• Given data:
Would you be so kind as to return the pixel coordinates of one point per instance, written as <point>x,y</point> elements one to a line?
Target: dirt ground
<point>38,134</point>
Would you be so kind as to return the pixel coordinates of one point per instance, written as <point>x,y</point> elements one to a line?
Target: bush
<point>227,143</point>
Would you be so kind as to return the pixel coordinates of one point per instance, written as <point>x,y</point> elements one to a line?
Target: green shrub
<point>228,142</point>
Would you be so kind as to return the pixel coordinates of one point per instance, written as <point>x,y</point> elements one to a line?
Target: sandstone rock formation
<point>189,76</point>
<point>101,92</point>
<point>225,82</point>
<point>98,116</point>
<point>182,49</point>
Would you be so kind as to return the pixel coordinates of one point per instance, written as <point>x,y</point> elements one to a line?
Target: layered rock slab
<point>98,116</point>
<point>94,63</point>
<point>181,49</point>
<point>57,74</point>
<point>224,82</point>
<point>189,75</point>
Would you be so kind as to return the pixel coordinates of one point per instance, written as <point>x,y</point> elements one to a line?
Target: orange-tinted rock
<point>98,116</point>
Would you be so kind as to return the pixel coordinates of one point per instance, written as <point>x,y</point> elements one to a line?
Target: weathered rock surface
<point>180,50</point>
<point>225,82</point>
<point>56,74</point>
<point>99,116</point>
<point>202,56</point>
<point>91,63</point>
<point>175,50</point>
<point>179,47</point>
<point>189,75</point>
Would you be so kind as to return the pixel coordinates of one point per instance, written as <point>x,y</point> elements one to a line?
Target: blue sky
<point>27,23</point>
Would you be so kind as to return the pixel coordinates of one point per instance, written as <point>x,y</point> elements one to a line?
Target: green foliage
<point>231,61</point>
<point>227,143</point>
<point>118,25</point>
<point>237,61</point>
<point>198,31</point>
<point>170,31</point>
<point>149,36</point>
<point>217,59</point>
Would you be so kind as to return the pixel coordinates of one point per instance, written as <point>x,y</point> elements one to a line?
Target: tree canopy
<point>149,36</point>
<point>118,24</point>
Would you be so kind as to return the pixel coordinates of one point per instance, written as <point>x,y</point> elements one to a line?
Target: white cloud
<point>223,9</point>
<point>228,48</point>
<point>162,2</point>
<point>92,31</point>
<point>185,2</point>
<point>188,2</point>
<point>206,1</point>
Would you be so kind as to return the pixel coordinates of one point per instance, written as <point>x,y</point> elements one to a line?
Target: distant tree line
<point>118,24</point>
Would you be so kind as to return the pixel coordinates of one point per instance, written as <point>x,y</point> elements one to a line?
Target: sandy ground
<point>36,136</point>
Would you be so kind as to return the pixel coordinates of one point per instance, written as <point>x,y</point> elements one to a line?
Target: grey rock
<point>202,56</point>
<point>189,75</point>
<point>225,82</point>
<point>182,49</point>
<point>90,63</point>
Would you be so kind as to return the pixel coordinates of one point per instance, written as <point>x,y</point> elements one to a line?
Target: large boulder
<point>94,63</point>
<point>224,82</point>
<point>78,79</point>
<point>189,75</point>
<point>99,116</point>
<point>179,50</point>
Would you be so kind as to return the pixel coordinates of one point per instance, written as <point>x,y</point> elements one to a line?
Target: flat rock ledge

• Goal:
Reproduce the entries above exactly.

• Solution for this task:
Would you be so kind as to return the pixel coordinates of one point per instance, written as <point>x,y</point> elements one to a line?
Target: dirt ground
<point>38,134</point>
Would you be so kind as to return the pixel coordinates of one point per instance, written as <point>x,y</point> elements one to a line?
Target: bush
<point>227,143</point>
Would you be so kind as to return the pixel coordinates of one point per instance, written as <point>x,y</point> elements one to a line?
Target: green shrub
<point>228,142</point>
Would you be so kind as to return the pixel coordinates of one point per instance, written as <point>x,y</point> elements one to a line?
Target: sandstone rock formation
<point>189,76</point>
<point>101,92</point>
<point>225,82</point>
<point>98,116</point>
<point>182,49</point>
Would you be so kind as to return the pixel coordinates of one point per instance, written as <point>x,y</point> elements one to a line?
Target: layered rock slab
<point>98,116</point>
<point>94,63</point>
<point>181,49</point>
<point>57,74</point>
<point>224,82</point>
<point>189,75</point>
Would you be so kind as to return the pixel coordinates of one point per instance, written as <point>x,y</point> elements one to a line?
Target: orange-tinted rock
<point>98,116</point>
Would you be so kind as to return the pixel coordinates of one point per instance, written as <point>x,y</point> elements one to a line?
Target: weathered rock surface
<point>180,50</point>
<point>225,82</point>
<point>56,74</point>
<point>99,116</point>
<point>202,56</point>
<point>91,63</point>
<point>175,50</point>
<point>179,47</point>
<point>189,75</point>
Would you be so kind as to return the pixel coordinates of one point per instance, written as <point>x,y</point> elements one to a line?
Target: blue sky
<point>27,23</point>
Would you be so kind as to return the pixel coordinates of one point per instance, written as <point>x,y</point> elements one to a line?
Target: green foliage
<point>231,61</point>
<point>227,143</point>
<point>118,25</point>
<point>237,61</point>
<point>198,31</point>
<point>170,31</point>
<point>149,36</point>
<point>217,59</point>
Would you be so kind as to return the pixel coordinates of one point per instance, written as <point>x,y</point> elements one to a line?
Target: tree canopy
<point>149,36</point>
<point>118,24</point>
Would you be so kind as to return the pixel coordinates of one point per instance, written as <point>x,y</point> elements one to a line?
Target: white cloud
<point>223,9</point>
<point>228,48</point>
<point>162,2</point>
<point>92,31</point>
<point>185,2</point>
<point>188,2</point>
<point>206,1</point>
Would you be so kind as to return the pixel coordinates of one point per instance, written as <point>x,y</point> elements one to a line?
Target: distant tree line
<point>118,24</point>
Would you be so kind as to return the pixel coordinates of one point per instance, written as <point>x,y</point> elements one to a line?
Target: sandy ground
<point>36,136</point>
Would you be so kind as to return the pixel coordinates of one point per instance, written as <point>x,y</point> elements one to a line?
Target: grey rock
<point>202,56</point>
<point>189,75</point>
<point>225,82</point>
<point>182,49</point>
<point>90,63</point>
Would you be so kind as to return the pixel coordinates of one point per instance, written as <point>x,y</point> elements one to a line?
Target: large boulder
<point>94,63</point>
<point>224,82</point>
<point>78,79</point>
<point>189,75</point>
<point>99,116</point>
<point>179,50</point>
Would you be so kind as to return the pixel coordinates of one point per instance, written as <point>x,y</point> elements one to a line?
Target: flat rock ledge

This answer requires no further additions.